▶ **DIRECTIVE**
Count the lines of the data below that contain the string "shirt". Reply with the number alone.

(Location identification items)
— Begin —
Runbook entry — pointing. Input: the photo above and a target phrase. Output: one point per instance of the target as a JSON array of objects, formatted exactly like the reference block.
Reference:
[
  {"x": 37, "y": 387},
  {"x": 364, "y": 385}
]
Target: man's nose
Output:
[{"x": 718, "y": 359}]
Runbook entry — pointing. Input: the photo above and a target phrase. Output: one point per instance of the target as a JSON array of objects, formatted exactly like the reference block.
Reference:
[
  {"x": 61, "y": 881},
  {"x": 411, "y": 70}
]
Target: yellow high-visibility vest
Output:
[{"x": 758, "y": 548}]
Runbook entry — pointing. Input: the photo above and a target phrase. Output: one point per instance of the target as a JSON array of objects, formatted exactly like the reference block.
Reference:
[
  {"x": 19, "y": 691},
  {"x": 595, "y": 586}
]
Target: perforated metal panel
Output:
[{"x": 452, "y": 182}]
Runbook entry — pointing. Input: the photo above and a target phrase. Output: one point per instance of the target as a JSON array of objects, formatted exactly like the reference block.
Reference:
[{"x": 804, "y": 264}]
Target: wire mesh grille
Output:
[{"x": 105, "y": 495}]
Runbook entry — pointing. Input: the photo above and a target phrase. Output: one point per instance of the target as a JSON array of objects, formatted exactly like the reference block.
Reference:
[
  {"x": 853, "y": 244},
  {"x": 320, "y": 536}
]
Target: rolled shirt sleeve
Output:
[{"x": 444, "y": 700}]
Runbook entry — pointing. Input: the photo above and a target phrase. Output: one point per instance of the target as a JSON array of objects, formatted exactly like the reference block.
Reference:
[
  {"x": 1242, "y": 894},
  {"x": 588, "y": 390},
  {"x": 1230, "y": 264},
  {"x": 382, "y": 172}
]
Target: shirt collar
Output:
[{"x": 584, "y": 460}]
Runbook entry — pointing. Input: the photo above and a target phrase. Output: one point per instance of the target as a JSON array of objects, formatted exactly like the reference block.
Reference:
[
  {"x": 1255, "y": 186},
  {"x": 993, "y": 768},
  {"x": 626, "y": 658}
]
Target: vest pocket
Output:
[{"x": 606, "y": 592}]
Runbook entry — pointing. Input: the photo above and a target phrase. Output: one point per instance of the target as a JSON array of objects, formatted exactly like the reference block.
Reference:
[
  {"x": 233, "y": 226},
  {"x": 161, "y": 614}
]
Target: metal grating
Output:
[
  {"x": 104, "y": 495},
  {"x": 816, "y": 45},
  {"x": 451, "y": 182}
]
— End —
▶ **RESULT OF THE TASK**
2